§ **STATED GOAL**
Copy nothing but the lines from the one containing "hill in the picture above." through the last line of the records, repeated exactly and without pictures.

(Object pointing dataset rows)
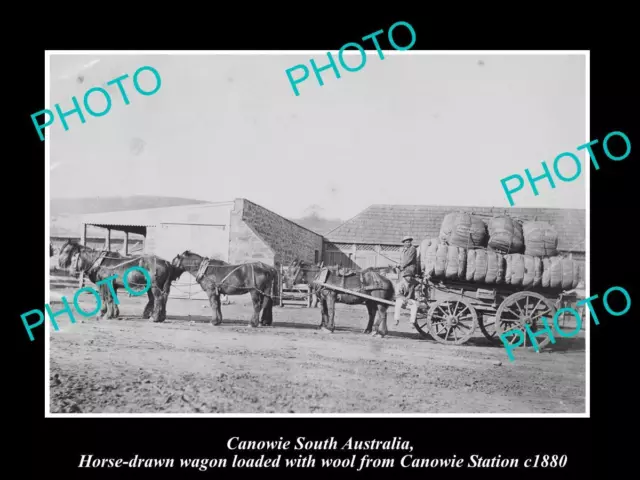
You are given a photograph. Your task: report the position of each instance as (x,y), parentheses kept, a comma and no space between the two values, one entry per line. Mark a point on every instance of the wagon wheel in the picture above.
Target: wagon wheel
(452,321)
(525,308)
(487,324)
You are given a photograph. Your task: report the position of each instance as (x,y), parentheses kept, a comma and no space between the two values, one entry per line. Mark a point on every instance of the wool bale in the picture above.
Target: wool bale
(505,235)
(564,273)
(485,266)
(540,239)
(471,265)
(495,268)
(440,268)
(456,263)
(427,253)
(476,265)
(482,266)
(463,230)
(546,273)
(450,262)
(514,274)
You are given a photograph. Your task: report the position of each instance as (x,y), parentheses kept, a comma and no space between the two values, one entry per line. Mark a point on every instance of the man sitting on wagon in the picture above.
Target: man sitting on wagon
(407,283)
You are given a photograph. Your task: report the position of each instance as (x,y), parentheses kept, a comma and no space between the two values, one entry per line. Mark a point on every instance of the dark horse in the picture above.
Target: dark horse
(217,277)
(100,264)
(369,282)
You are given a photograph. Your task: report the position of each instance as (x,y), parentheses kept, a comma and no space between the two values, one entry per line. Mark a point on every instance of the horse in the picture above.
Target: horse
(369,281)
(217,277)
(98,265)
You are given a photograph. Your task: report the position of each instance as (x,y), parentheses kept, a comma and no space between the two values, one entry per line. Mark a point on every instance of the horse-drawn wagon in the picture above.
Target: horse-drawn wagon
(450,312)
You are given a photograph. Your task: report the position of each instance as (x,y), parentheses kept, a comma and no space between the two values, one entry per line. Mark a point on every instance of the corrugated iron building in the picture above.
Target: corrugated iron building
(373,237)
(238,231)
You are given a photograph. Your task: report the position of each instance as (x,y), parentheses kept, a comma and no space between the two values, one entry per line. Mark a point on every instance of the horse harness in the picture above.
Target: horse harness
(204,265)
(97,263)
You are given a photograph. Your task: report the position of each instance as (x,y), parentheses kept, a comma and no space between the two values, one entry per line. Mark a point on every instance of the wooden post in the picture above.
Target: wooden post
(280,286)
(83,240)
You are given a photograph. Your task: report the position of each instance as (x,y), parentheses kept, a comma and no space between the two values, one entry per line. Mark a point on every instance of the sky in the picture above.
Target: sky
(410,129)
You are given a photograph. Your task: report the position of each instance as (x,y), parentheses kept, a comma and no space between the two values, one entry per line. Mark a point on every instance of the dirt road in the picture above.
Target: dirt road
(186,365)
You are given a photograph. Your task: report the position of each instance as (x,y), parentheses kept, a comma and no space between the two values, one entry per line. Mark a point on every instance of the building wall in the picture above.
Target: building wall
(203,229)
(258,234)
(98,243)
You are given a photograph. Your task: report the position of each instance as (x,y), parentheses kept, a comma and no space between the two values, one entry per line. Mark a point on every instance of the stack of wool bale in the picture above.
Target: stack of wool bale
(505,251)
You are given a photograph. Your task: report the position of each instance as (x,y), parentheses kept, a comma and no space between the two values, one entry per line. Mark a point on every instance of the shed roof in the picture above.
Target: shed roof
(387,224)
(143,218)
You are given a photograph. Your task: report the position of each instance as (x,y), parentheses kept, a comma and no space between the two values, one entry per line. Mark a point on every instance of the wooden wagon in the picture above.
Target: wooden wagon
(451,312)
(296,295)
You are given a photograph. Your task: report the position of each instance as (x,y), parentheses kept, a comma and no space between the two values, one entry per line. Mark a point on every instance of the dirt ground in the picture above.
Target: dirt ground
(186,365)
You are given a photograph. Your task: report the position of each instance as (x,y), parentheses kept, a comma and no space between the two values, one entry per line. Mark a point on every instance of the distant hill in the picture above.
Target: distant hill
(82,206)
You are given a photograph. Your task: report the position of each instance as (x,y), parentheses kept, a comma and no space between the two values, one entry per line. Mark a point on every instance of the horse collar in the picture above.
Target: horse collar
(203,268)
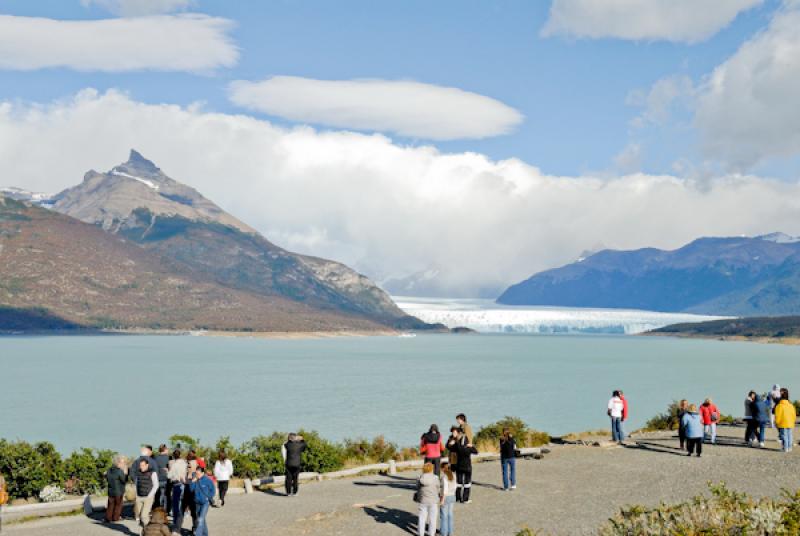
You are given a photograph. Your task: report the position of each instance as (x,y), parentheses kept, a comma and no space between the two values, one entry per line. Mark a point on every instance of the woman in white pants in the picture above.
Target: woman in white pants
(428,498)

§ **EXPECTED ANSWER**
You are given a photograph. Your task: report the position of each instance as (x,y), parentheses kept, a comma and no space between the two values, one entry per line. Mark a point on every instance of the distant hill in the picture above.
Target: distant hill
(82,206)
You are given a photograph. Your task: report the position of each instance as (x,y), parentheses kept, a comma and no space between the two values, one entry per line. Mark a point on every instance of the horse collar in the picture above.
Target: horse collar
(203,268)
You are given a photograph. Your task: report the position of each instance as (x,y), parentheses kept, a comma and no space between the two values, one entry per line. Mark a point on every instance of the woman in white pants in the picture above.
Target: woman in white pants
(428,498)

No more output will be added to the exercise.